QUESTIONS TO ANSWER:
a) According to the post on OACAS funding, at what time and address is the press conference being held?
b) In the post on OACAS funding, reproduce the passage beginning at the words "Wednesday, October 14, 2009" and stopping after "on Child Welfare Services.", switching "press conference" to "news conference".
c) Shorten the paragraph of the post on OACAS funding that begins "These preemptive cries for help" into a single brief sentence that keeps its main facts.

EXTRACT:
------------------------------

Wednesday, October 14, 2009

OACAS Preemptive Cries for Funding while wasting over 2 Million in Child Welfare Intended Money

The Ontario Association of Children's Aid Societies (OACAS) is holding a press conference today at 10:00am at 75 Front Street to tell the media about the negative effects of proposed cut-backs on Child Welfare Services.

These preemptive cries for help come on the heels of the Foster Care Council of Canada's inquiry into the source of over 2 Million dollars in membership fees the Children's Aid Societies pay to the OACAS out of Ministry allocated transfer payments which are originally intended for child welfare services.

The OACAS's media advisory states "thousands of children in the care of Ontario's Children's Aid Societies will feel the effects of government cutbacks to services. Ontario's CAS are mandated to provide essential child protection services but have been under-funded historically, particularly this year."

------------------------------

PROVIDED INFORMATION:
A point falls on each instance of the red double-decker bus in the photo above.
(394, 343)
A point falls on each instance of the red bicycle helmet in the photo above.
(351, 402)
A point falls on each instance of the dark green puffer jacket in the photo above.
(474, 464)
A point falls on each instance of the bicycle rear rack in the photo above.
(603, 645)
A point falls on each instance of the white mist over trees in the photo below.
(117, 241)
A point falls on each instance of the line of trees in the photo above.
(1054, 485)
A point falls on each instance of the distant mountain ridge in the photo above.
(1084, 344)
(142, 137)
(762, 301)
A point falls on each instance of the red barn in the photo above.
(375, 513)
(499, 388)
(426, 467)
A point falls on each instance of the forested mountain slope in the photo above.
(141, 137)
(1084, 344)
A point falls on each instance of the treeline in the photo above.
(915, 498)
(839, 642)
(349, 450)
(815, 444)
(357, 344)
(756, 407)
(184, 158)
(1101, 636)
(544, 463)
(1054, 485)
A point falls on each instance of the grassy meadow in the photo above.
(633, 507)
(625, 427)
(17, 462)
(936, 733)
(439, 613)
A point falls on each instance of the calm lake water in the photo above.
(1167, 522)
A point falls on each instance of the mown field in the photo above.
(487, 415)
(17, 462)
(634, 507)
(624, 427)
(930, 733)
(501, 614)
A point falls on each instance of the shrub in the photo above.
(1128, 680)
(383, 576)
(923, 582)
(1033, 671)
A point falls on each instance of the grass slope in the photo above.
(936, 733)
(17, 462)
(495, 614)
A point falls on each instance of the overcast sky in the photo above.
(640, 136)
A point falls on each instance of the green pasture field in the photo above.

------------------------------

TASK-BY-TASK ANSWERS:
a) At 10:00am at 75 Front Street.

b)
Wednesday, October 14, 2009

OACAS Preemptive Cries for Funding while wasting over 2 Million in Child Welfare Intended Money

The Ontario Association of Children's Aid Societies (OACAS) is holding a news conference today at 10:00am at 75 Front Street to tell the media about the negative effects of proposed cut-backs on Child Welfare Services.

c) The OACAS's pleas follow the Foster Care Council of Canada's inquiry into the over 2 Million dollars in membership fees that Children's Aid Societies pay the OACAS from Ministry transfer payments meant for child welfare services.